[Records of labeled points]
----------

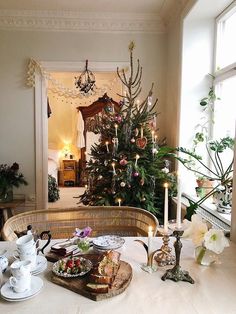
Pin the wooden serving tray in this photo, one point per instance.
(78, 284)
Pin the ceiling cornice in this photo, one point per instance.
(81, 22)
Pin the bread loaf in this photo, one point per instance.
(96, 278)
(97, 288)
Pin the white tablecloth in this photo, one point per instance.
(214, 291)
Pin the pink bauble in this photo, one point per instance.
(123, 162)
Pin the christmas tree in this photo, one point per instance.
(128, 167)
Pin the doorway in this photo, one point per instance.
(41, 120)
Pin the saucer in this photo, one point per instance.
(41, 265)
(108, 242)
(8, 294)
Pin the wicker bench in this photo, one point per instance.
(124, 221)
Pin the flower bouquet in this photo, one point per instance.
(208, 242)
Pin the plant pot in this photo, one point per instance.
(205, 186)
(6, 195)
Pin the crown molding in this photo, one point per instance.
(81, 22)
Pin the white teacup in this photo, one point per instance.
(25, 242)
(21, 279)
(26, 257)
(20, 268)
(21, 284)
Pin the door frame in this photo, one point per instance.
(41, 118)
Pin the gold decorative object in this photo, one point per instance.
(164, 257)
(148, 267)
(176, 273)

----------

Task description — Rewrite every line of the listing, starting at the line containing "Pin the pink" and ending at its final line. Lower each coordinate by 24 and leave all other text unchanged.

Final answer —
Pin the pink bauble in this photo, one point per instance.
(99, 138)
Pin the christmas tree in this photo, one point per instance.
(104, 143)
Pin the doorway in this photo, one point per instance.
(17, 96)
Pin the saucer in this photo, one point per instance.
(17, 241)
(84, 218)
(-16, 270)
Pin the wicker bench in this photo, one point per instance.
(100, 197)
Pin the flower bouquet in this photo, one point per instance.
(184, 218)
Pin the plant pot in this photo, one point per instance.
(181, 162)
(-18, 171)
Pin the crown molding in this photo, one point per instance.
(57, -2)
Pin the white teacup in this photo, one point per instance.
(1, 218)
(-3, 255)
(2, 233)
(-4, 244)
(-3, 260)
Pin the door frame in this photo, one point per instance.
(17, 94)
Pin the gold decorative object in this photo, one point per instance.
(140, 233)
(124, 243)
(152, 249)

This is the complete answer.